→ INSTRUCTIONS TO FOLLOW
From the passport photo tips text, pull out the passage that begins at the words "A photo is an" and stops after "border security operations.", copying it word for word.

═════ PROVIDED TEXT ═════

The Department of Internal Affairs | Te Tari Taiwhenua

 

Tips to help you get correct digital passport photos

A photo is an essential part of your travel document. The Department of Internal Affairs has specific photo standards for New Zealand travel documents and applications for New Zealand citizenship. These requirements match standards set by the International Civil Aviation Organisation (ICAO). The ICAO standards were revised to accommodate the introduction of the chip-enhanced e-Passport with the potential to use facial recognition technology as part of border security operations.

For more information to assist you in getting a quality photo, read our photo requirements, view our video and read our photo tips below, or view our list of common online photo problems and solutions.

View our video on how to take a passport digital photo

The Department has produced a short video which provides tips for taking photos which can be saved in electronic format and then uploaded to our Online Renewal Service website.

Tips

For best photographic results and to help avoid delays in the processing of your passport application, it is recommended that you seek the services of a professional photographer.

═════ GIVEN ENTRIES ═════

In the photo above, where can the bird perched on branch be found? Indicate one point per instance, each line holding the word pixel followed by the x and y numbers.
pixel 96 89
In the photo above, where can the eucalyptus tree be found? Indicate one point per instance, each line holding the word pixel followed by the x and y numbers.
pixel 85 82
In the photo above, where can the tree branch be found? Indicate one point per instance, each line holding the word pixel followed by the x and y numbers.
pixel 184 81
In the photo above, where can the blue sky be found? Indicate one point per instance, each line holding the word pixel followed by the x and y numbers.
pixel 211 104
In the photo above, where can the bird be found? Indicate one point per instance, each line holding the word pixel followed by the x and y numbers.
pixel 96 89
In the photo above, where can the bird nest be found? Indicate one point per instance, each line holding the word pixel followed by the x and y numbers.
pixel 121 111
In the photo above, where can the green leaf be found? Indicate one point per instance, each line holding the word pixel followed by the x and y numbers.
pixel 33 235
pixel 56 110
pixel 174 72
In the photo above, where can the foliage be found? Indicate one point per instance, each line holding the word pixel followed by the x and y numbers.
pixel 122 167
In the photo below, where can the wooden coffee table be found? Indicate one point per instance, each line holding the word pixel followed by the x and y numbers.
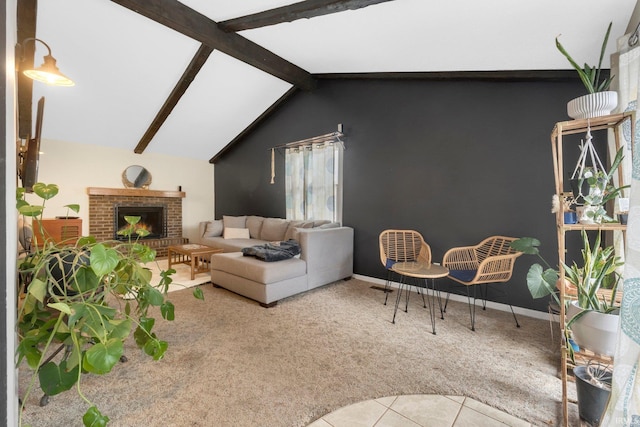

═════

→ FINISHED EXERCISE
A photo is an essential part of your travel document. The Department of Internal Affairs has specific photo standards for New Zealand travel documents and applications for New Zealand citizenship. These requirements match standards set by the International Civil Aviation Organisation (ICAO). The ICAO standards were revised to accommodate the introduction of the chip-enhanced e-Passport with the potential to use facial recognition technology as part of border security operations.